WHAT TO WORK ON: Do not include the pictures; repeat the rest of the data exactly.

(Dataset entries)
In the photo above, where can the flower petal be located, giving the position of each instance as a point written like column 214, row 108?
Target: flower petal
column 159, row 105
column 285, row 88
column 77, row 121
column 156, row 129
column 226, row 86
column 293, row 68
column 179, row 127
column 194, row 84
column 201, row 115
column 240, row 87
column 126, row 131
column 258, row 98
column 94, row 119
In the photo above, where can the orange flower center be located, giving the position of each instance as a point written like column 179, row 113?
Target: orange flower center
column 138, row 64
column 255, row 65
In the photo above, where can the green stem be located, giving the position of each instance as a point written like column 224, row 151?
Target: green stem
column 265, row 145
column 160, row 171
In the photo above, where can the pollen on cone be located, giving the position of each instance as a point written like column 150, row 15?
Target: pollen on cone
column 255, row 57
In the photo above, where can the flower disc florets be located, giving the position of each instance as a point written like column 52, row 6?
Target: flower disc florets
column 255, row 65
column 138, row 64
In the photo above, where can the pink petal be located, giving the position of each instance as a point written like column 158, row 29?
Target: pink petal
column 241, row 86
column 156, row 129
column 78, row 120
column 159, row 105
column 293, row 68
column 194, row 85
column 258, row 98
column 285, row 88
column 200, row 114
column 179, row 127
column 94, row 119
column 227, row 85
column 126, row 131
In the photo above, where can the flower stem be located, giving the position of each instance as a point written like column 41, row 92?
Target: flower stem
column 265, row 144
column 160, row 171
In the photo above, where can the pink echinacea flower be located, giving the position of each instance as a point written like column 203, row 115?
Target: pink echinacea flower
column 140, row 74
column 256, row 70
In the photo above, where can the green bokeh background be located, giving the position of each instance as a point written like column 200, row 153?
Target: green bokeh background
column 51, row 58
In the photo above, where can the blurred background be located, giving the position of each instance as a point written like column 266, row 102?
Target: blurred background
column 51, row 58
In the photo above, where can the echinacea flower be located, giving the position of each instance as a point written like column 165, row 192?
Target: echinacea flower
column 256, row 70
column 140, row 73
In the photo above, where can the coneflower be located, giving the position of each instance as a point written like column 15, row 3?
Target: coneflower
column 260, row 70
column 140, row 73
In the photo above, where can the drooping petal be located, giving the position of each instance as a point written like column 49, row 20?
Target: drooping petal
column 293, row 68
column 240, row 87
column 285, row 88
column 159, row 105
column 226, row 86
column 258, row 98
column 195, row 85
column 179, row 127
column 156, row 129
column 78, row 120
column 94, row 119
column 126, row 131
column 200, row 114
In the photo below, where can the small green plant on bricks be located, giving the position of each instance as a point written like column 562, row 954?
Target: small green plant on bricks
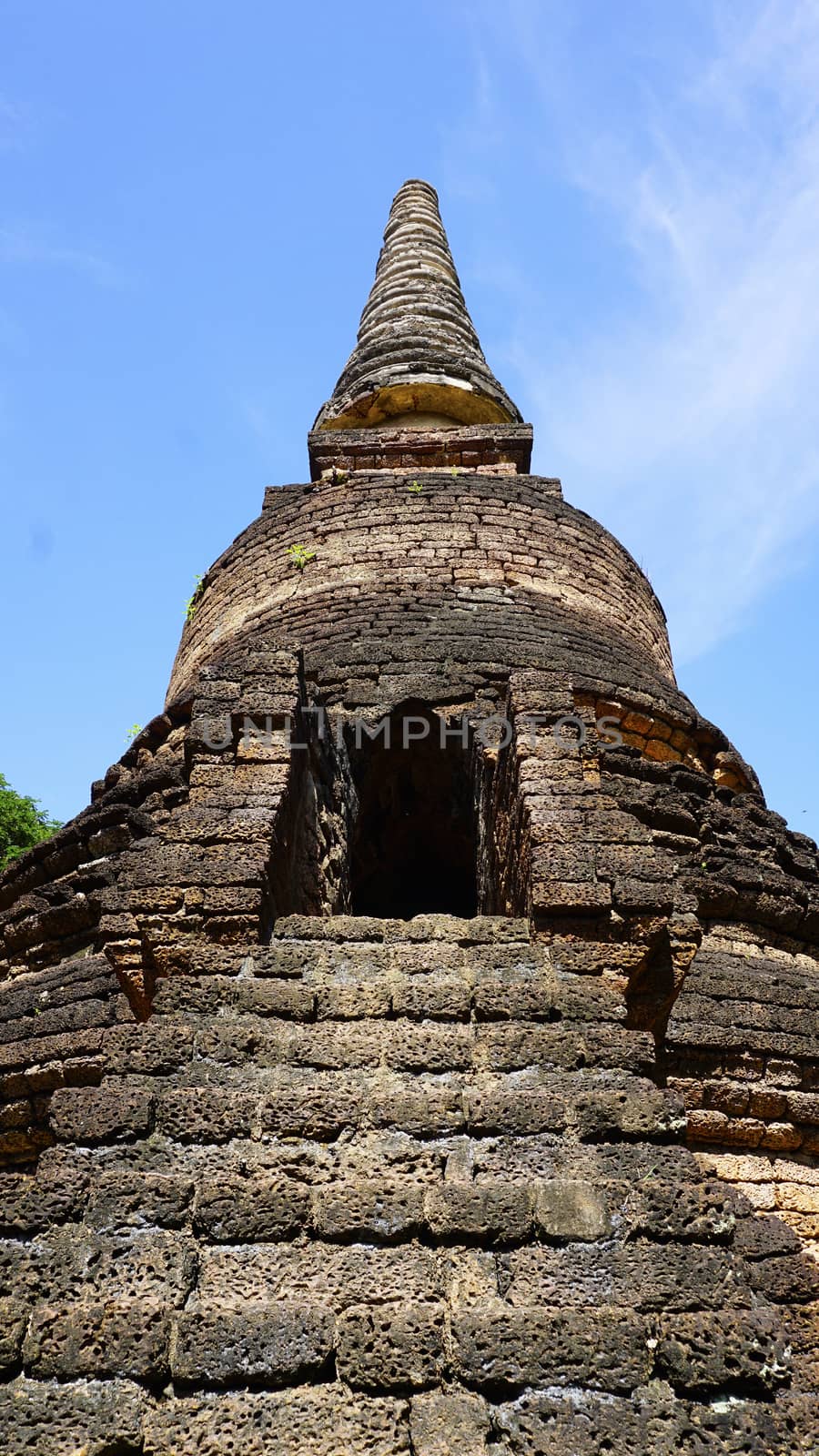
column 194, row 599
column 300, row 555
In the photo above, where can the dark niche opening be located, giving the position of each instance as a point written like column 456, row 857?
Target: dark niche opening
column 413, row 848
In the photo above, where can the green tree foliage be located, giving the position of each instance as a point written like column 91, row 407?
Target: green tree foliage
column 22, row 823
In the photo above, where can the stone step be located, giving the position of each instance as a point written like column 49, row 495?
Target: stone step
column 481, row 929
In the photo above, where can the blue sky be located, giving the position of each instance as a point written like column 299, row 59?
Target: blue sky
column 191, row 206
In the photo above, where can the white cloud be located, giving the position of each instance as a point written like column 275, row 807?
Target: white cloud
column 690, row 427
column 21, row 245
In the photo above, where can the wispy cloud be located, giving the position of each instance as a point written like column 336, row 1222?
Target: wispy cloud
column 22, row 245
column 688, row 421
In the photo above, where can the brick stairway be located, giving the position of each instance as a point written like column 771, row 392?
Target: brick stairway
column 398, row 1187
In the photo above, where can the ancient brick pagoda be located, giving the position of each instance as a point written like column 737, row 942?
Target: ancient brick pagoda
column 411, row 1050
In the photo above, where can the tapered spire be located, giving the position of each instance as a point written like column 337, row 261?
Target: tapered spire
column 417, row 351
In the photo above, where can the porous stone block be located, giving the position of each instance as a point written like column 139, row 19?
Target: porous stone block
column 494, row 1215
column 450, row 1424
column 324, row 1420
column 89, row 1339
column 235, row 1210
column 717, row 1350
column 369, row 1208
column 511, row 1347
column 278, row 1343
column 111, row 1113
column 94, row 1417
column 390, row 1347
column 569, row 1208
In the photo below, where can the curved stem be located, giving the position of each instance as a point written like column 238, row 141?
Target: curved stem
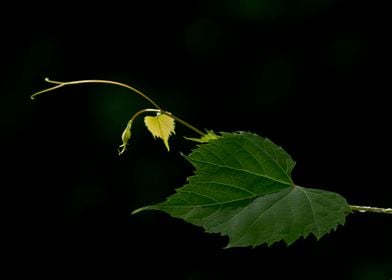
column 61, row 84
column 363, row 209
column 141, row 112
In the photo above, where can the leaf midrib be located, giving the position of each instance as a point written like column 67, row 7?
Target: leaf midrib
column 242, row 170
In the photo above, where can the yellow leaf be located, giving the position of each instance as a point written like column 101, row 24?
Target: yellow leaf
column 161, row 126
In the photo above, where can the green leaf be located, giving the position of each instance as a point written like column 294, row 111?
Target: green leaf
column 210, row 136
column 242, row 188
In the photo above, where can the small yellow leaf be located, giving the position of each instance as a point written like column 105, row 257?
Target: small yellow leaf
column 161, row 126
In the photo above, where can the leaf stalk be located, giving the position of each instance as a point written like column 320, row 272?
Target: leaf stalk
column 363, row 209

ANSWER TO THIS TASK:
In the photo above, where can the flower petal be located, giving the position of each instance as a point written like column 214, row 108?
Target: flower petal
column 159, row 105
column 285, row 88
column 77, row 121
column 156, row 129
column 226, row 86
column 293, row 68
column 179, row 127
column 194, row 84
column 201, row 115
column 240, row 87
column 126, row 131
column 258, row 98
column 94, row 119
In the photo above, where can the orange flower center be located, giving the position of each instance as a point written like column 179, row 113?
Target: orange flower center
column 138, row 64
column 255, row 65
In the photo above, where can the green stem be located, giving the position of each instance as a point written like column 224, row 151?
Target: green stem
column 265, row 145
column 160, row 171
In the photo above, where can the pollen on cone be located, giving the position of each instance as a point written like column 150, row 15?
Target: pollen on cone
column 255, row 57
In the photo above, where can the flower disc florets be located, giving the position of each instance as a point written like column 52, row 6?
Target: flower disc florets
column 255, row 65
column 138, row 64
In the photo above, where can the pink petal be located, giving the position of each instance as a point written like column 158, row 29?
Target: pink petal
column 241, row 86
column 156, row 129
column 78, row 120
column 159, row 105
column 293, row 68
column 194, row 85
column 258, row 98
column 285, row 88
column 200, row 114
column 179, row 127
column 94, row 119
column 227, row 85
column 126, row 131
In the photo above, where can the flower stem be located, giving the position of each instance as a point written like column 41, row 92?
Target: flower stem
column 265, row 144
column 160, row 171
In the photo above, where can the pink echinacea flower be located, giving the position of each instance as a point written like column 203, row 115?
Target: pink echinacea flower
column 140, row 74
column 256, row 70
In the photo above, where can the green bokeh background be located, giving the position of each instance as a point written like column 200, row 153?
Target: green bokeh background
column 51, row 58
In the photo above, where can the blurred background be located, giving the position of each instance as a point written like column 266, row 102?
Target: blurred background
column 51, row 58
In the photo above, where can the echinacea flower be located, giving the position of each instance as a point written like column 165, row 192?
Target: echinacea flower
column 256, row 70
column 140, row 73
In the photo above, where can the coneflower be located, giving the position of each instance as a point written like column 15, row 3?
Target: coneflower
column 260, row 70
column 140, row 73
In the photo above, where can the drooping petal be located, giving the position of each instance as a point written like column 49, row 20?
Target: drooping petal
column 293, row 68
column 240, row 87
column 285, row 88
column 159, row 105
column 226, row 86
column 258, row 98
column 195, row 85
column 179, row 127
column 156, row 129
column 78, row 120
column 94, row 119
column 126, row 131
column 200, row 114
In the photo below, where can the small green plant on bricks be located, giving the position of each instance as a point written like column 562, row 954?
Target: small green plant on bricks
column 194, row 599
column 300, row 555
In the photo above, where can the dark niche opening be located, giving the position of each instance as a point written like column 456, row 857?
Target: dark niche opening
column 413, row 848
In the photo above, where can the green tree foliage be located, giving the position of each instance as a point written like column 91, row 407?
Target: green tree foliage
column 22, row 823
In the photo above, where can the stone step be located, giving the position of each instance as a point written like column 49, row 495?
Target: stone step
column 481, row 929
In the photo above, where can the blue sky be located, giving the position of each instance as a point written like column 299, row 59?
Target: blue sky
column 191, row 206
In the photo above, where can the white cloud be located, giving the position of each instance as a point written like column 275, row 807?
Target: white cloud
column 690, row 427
column 21, row 245
In the photo above, where can the wispy cloud be located, giving the position of each instance as a point written like column 336, row 1222?
Target: wispy cloud
column 22, row 245
column 688, row 421
In the photo above, where can the brick stairway be located, giving the position of each instance as a point written like column 771, row 392?
Target: brick stairway
column 398, row 1187
In the photo above, where can the ancient brick pagoda be located, giving the position of each instance as a point written like column 737, row 942?
Target: ancient brick pagoda
column 411, row 1050
In the photo above, where can the tapered spire be located, giving the position of each instance as a point written like column 337, row 261?
Target: tapered spire
column 417, row 351
In the photo above, where can the porous stone block be located, giving the position of each instance as a point written like column 139, row 19?
Target: porous stone block
column 494, row 1215
column 450, row 1424
column 324, row 1420
column 89, row 1339
column 235, row 1210
column 717, row 1350
column 369, row 1208
column 511, row 1347
column 278, row 1343
column 111, row 1113
column 94, row 1417
column 390, row 1347
column 569, row 1208
In the photo below, where can the curved stem be located, giving the position of each instance as a point written like column 238, row 141?
Target: curved stem
column 61, row 84
column 363, row 209
column 141, row 112
In the photo above, where can the leaf midrib be located, giving the position of each instance as a point written like column 67, row 7?
Target: leaf midrib
column 242, row 170
In the photo above, where can the yellow leaf be located, giving the position of each instance as a point written like column 101, row 24?
Target: yellow leaf
column 161, row 126
In the photo above, where can the green leaf be located, giving the position of each instance as a point written like column 294, row 111?
Target: green leaf
column 210, row 136
column 242, row 188
In the photo above, where can the small yellow leaf be located, giving the position of each instance as a point written like column 105, row 257?
Target: small yellow leaf
column 161, row 126
In the photo above, where can the leaf stalk be located, giving the position of each instance as a point written like column 320, row 272?
Target: leaf stalk
column 363, row 209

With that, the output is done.